>> BEGIN

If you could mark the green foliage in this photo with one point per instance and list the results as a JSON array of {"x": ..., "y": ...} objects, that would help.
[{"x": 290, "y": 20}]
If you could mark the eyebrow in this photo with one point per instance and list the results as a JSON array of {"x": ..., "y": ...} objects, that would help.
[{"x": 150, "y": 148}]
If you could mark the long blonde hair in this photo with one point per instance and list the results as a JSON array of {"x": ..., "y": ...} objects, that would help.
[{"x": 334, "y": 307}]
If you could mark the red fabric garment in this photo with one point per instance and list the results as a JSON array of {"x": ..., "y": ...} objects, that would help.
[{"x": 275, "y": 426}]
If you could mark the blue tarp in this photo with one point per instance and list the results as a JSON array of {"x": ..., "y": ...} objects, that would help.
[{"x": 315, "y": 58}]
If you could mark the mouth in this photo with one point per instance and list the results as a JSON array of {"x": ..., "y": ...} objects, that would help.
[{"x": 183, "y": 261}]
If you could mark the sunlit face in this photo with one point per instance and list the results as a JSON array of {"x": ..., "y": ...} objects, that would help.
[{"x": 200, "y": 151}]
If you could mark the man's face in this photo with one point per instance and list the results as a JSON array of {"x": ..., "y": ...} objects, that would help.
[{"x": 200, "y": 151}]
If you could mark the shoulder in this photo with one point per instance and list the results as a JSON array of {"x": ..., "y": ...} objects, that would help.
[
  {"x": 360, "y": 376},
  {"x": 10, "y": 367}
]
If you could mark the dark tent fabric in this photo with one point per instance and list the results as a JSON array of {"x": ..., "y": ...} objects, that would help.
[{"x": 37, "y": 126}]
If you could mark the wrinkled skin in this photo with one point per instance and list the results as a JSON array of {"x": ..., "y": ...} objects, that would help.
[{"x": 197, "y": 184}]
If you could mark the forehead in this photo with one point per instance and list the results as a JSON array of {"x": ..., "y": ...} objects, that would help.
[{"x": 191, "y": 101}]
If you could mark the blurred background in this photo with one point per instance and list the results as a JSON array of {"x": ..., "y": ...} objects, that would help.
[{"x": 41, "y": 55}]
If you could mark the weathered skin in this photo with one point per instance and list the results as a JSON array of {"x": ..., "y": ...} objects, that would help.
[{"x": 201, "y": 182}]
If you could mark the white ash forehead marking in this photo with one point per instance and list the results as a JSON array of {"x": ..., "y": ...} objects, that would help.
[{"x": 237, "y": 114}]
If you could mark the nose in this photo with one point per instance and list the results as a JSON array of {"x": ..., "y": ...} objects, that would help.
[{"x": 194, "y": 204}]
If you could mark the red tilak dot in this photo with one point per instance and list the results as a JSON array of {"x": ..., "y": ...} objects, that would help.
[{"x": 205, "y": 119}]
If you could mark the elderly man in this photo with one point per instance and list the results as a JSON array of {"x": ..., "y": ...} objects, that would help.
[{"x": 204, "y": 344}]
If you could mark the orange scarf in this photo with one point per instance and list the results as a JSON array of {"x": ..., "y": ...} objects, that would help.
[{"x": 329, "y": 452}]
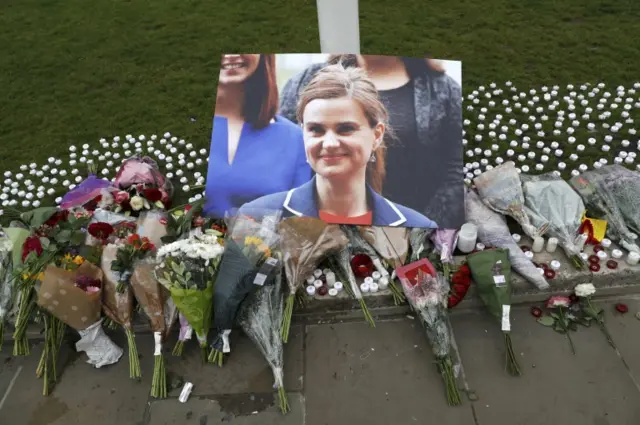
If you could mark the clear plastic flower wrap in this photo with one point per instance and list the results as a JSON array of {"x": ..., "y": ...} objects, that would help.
[
  {"x": 549, "y": 199},
  {"x": 612, "y": 192},
  {"x": 247, "y": 261},
  {"x": 501, "y": 190},
  {"x": 427, "y": 296},
  {"x": 493, "y": 231},
  {"x": 260, "y": 317}
]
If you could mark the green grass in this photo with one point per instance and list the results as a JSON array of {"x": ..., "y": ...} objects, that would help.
[{"x": 73, "y": 71}]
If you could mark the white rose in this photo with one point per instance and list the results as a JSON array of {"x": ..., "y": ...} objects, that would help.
[
  {"x": 584, "y": 290},
  {"x": 137, "y": 203}
]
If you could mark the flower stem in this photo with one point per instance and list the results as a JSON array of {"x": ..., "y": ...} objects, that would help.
[
  {"x": 511, "y": 360},
  {"x": 286, "y": 318}
]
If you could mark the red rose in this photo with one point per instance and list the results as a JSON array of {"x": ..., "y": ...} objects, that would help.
[
  {"x": 100, "y": 230},
  {"x": 121, "y": 197},
  {"x": 32, "y": 244},
  {"x": 152, "y": 194}
]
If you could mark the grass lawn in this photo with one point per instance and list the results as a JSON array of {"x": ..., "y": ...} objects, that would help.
[{"x": 72, "y": 71}]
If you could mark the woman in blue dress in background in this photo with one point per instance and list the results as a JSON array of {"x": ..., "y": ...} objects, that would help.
[{"x": 254, "y": 152}]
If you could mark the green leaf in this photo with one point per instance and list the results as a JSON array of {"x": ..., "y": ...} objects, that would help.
[{"x": 546, "y": 321}]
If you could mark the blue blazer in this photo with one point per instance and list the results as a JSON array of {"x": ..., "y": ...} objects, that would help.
[{"x": 301, "y": 202}]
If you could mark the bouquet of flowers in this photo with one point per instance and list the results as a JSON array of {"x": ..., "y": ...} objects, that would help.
[
  {"x": 444, "y": 241},
  {"x": 493, "y": 231},
  {"x": 160, "y": 309},
  {"x": 6, "y": 279},
  {"x": 74, "y": 298},
  {"x": 609, "y": 192},
  {"x": 549, "y": 199},
  {"x": 305, "y": 242},
  {"x": 188, "y": 269},
  {"x": 129, "y": 252},
  {"x": 418, "y": 239},
  {"x": 427, "y": 295},
  {"x": 247, "y": 261},
  {"x": 118, "y": 306},
  {"x": 260, "y": 317},
  {"x": 500, "y": 189},
  {"x": 491, "y": 272}
]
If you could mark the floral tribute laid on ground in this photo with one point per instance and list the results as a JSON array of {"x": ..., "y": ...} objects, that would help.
[{"x": 110, "y": 235}]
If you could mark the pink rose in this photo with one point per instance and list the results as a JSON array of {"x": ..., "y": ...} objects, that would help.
[{"x": 121, "y": 197}]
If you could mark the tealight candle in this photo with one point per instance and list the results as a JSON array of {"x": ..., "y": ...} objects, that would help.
[
  {"x": 538, "y": 244},
  {"x": 552, "y": 244},
  {"x": 633, "y": 258}
]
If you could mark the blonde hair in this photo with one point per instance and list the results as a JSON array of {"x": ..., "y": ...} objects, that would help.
[{"x": 336, "y": 81}]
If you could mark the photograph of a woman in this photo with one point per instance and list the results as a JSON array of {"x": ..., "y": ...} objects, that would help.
[
  {"x": 254, "y": 151},
  {"x": 424, "y": 159},
  {"x": 344, "y": 124}
]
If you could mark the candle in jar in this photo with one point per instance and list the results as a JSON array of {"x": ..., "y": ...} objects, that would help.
[
  {"x": 538, "y": 244},
  {"x": 633, "y": 258},
  {"x": 467, "y": 237},
  {"x": 331, "y": 279},
  {"x": 552, "y": 244},
  {"x": 383, "y": 283}
]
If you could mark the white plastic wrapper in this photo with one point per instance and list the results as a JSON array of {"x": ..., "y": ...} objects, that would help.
[
  {"x": 98, "y": 346},
  {"x": 493, "y": 231}
]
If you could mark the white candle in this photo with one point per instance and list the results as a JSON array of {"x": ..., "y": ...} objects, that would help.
[
  {"x": 633, "y": 258},
  {"x": 538, "y": 244},
  {"x": 467, "y": 237},
  {"x": 331, "y": 279},
  {"x": 552, "y": 244},
  {"x": 383, "y": 282}
]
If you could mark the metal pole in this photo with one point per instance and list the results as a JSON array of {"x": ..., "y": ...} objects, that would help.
[{"x": 339, "y": 26}]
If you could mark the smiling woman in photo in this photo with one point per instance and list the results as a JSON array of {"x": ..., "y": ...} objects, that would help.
[
  {"x": 344, "y": 125},
  {"x": 254, "y": 152}
]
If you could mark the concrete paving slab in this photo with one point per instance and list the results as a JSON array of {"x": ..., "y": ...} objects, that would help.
[
  {"x": 359, "y": 375},
  {"x": 592, "y": 387},
  {"x": 244, "y": 371},
  {"x": 84, "y": 395},
  {"x": 239, "y": 409}
]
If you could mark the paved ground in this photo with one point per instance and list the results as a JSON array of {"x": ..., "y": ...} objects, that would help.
[{"x": 347, "y": 373}]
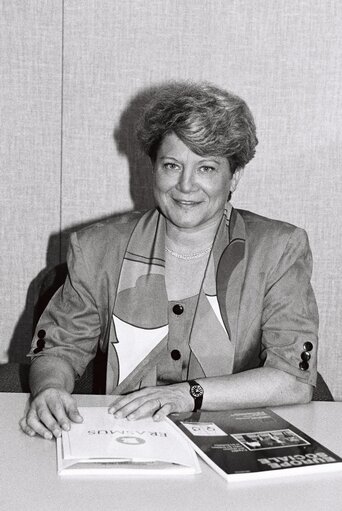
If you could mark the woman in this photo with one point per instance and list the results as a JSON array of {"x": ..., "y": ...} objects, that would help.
[{"x": 198, "y": 305}]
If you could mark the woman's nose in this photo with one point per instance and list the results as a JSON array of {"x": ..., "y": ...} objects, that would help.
[{"x": 186, "y": 182}]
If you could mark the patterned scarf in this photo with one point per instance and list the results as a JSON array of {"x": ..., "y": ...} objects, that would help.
[{"x": 140, "y": 326}]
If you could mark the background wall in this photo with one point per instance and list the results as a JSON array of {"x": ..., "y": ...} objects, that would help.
[{"x": 71, "y": 73}]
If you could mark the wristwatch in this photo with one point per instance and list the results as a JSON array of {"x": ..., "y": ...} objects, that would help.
[{"x": 196, "y": 391}]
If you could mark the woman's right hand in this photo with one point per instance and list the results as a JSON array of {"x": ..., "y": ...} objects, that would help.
[{"x": 50, "y": 411}]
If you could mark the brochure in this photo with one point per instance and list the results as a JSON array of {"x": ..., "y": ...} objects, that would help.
[
  {"x": 254, "y": 443},
  {"x": 102, "y": 444}
]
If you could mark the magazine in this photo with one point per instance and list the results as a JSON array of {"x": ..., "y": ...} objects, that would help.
[
  {"x": 102, "y": 444},
  {"x": 254, "y": 443}
]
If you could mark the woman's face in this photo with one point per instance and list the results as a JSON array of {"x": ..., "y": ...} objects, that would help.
[{"x": 190, "y": 190}]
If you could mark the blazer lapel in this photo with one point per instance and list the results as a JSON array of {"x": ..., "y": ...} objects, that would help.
[{"x": 230, "y": 275}]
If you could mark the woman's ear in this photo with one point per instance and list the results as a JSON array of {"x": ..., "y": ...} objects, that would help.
[{"x": 235, "y": 179}]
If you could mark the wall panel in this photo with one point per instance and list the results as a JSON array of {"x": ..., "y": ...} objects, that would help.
[{"x": 30, "y": 38}]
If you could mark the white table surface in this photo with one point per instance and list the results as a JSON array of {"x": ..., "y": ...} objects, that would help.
[{"x": 29, "y": 481}]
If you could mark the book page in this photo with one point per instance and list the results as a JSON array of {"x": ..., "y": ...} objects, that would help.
[{"x": 102, "y": 437}]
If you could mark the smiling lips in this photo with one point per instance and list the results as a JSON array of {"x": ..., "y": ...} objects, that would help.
[{"x": 187, "y": 203}]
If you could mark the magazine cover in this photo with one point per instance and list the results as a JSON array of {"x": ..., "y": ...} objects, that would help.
[{"x": 240, "y": 444}]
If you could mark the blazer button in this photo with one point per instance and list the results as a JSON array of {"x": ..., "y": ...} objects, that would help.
[
  {"x": 175, "y": 354},
  {"x": 178, "y": 309},
  {"x": 40, "y": 344},
  {"x": 307, "y": 346},
  {"x": 304, "y": 366},
  {"x": 305, "y": 356}
]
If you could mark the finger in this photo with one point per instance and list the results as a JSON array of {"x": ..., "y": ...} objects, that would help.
[
  {"x": 73, "y": 413},
  {"x": 163, "y": 412},
  {"x": 36, "y": 425},
  {"x": 25, "y": 428},
  {"x": 47, "y": 414},
  {"x": 58, "y": 411}
]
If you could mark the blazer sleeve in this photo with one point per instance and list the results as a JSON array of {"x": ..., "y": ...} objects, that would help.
[
  {"x": 290, "y": 316},
  {"x": 70, "y": 325}
]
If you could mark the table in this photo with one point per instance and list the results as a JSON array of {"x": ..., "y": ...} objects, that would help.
[{"x": 29, "y": 480}]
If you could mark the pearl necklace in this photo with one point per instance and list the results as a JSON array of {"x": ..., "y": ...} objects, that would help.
[{"x": 189, "y": 257}]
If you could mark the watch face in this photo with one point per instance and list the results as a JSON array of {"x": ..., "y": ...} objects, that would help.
[{"x": 196, "y": 391}]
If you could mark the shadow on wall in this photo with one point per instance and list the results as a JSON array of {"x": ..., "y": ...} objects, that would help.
[{"x": 52, "y": 276}]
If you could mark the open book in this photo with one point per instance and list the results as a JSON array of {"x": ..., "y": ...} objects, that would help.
[
  {"x": 254, "y": 443},
  {"x": 105, "y": 445}
]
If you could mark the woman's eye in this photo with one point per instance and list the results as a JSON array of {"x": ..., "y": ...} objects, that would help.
[
  {"x": 170, "y": 166},
  {"x": 207, "y": 169}
]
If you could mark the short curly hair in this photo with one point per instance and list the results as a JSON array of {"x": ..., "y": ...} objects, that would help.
[{"x": 209, "y": 120}]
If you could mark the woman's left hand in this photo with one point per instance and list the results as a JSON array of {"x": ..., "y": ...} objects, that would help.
[{"x": 156, "y": 402}]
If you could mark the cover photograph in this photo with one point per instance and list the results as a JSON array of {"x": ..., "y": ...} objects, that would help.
[{"x": 254, "y": 443}]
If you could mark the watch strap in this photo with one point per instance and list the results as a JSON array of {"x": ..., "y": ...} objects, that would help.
[{"x": 196, "y": 391}]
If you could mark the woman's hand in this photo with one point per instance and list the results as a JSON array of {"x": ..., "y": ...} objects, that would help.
[
  {"x": 153, "y": 401},
  {"x": 50, "y": 412}
]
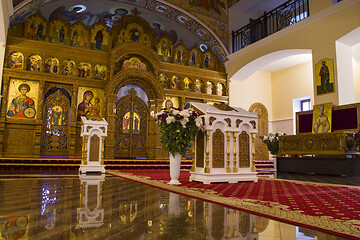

>> END

→ The exercise
Report each line of the data above that contains the word "page", copying every such line in full. Case counts.

→ Correct output
If you could mark the book page in this photo with one point per instance and list the results as a JSON array of {"x": ..., "y": ...} objects, that would help.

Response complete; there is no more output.